§ **Task directions**: In the court passage below about dismissing a case for failure to prosecute, retype everything from "The lengthy period" to "this case for failure to prosecute." word for word.

§ **Text segment**:
---

Courts of review generally balance several factors when determining whether a trial court abused its discretion in dismissing a case for failure to prosecute. These factors include: (1) the length of the delay; (2) the reason for the delay; (3) the degree of personal responsibility on the part of the plaintiff; (4) the degree to which the plaintiff will be charged for the acts of his attorney; (5) the amount of prejudice to the defendant caused by the delay; (6) the presence or absence of a lengthy history of having deliberately proceeded in a dilatory fashion; (7) the existence and effectiveness of sanctions less drastic than dismissal which fulfill the purposes of the rules and the desire to avoid court congestion; (8) the desirability of deciding the case on the merits; and (9) the extent to which the plaintiff has been stirred into action by a threat of dismissal as opposed to diligence on the plaintiff's part. Id. The weight any particular factor has in a particular case appears to depend upon the facts of that case. Id. However, a lengthy period of inactivity may be enough to justify dismissal under the circumstances of a particular case, especially if the plaintiff has no excuse for the delay. Id. Although dismissals are generally viewed in disfavor and considered extreme remedies that should be granted only under limited circumstances, the court need not impose a sanction less severe than dismissal where the record of dilatory conduct is clear. Beemer v. Elskens, 677 N.E.2d 1117, 1119 (Ind.Ct.App.1997), reh'g denied, trans. denied; Lee v. Friedman, 637 N.E.2d 1318, 1321 (Ind.Ct.App.1994).
The lengthy period of inactivity in this case coupled with the Union's excuse that it took no action because it was waiting (for fourteen years) on the special judge's summary judgment ruling justifies the judge's dismissal of this case for failure to prosecute.
We begin by observing that the delay in this case is unprecedented. The motions for summary judgment were filed in 1995 and 1996, and the hearing was held before the special judge in 1997. In 2001, the Union requested a status conference. After this point, however, the Union took no action to move the litigation. The trial court requested a status conference in 2008, but again the Union took no action to push the case to resolution until HP filed the motion to dismiss for failure to prosecute in 2011. Only at this point did the Union file a motion to set a pretrial conference. According to this timeline, the Union took no action for a period of ten years. While most failure-to-prosecute cases are judged by inaction in months or sometimes days, this case is judged by inaction in decades. See 22A Stephen E. Arthur & Jerome L. Withered, Indiana Practice: Civil Trial Practice § 34.10 (2nd ed.2007) (noting that dismissals have been affirmed where cases had been pending without action for sixty-five, forty-five, and nineteen months); see also Olson v. Alick's Drugs, Inc., 863 N.E.2d 314, 320 (Ind.Ct.App.2007) (“While we agree that a six-month delay is not among the most egregious periods of inactivity that this court has seen, we have upheld dismissals under circumstances of a shorter delay.”), reh'g denied, trans. denied; Lee v. Pugh, 811 N.E.2d 881, 885–86 (Ind.Ct.App.2004) (affirming dismissal where case had been pending for one year and the plaintiffs failed to take action for ninety days); Belcaster, 785 N.E.2d at 1167–68 (affirming dismissal where inaction for ten months).

---

§ **Provided data**:
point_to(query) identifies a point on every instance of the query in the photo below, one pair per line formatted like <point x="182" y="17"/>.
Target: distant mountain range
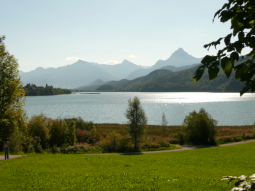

---

§ **Answer for this exercise**:
The lengthy period of inactivity in this case coupled with the Union's excuse that it took no action because it was waiting (for fourteen years) on the special judge's summary judgment ruling justifies the judge's dismissal of this case for failure to prosecute.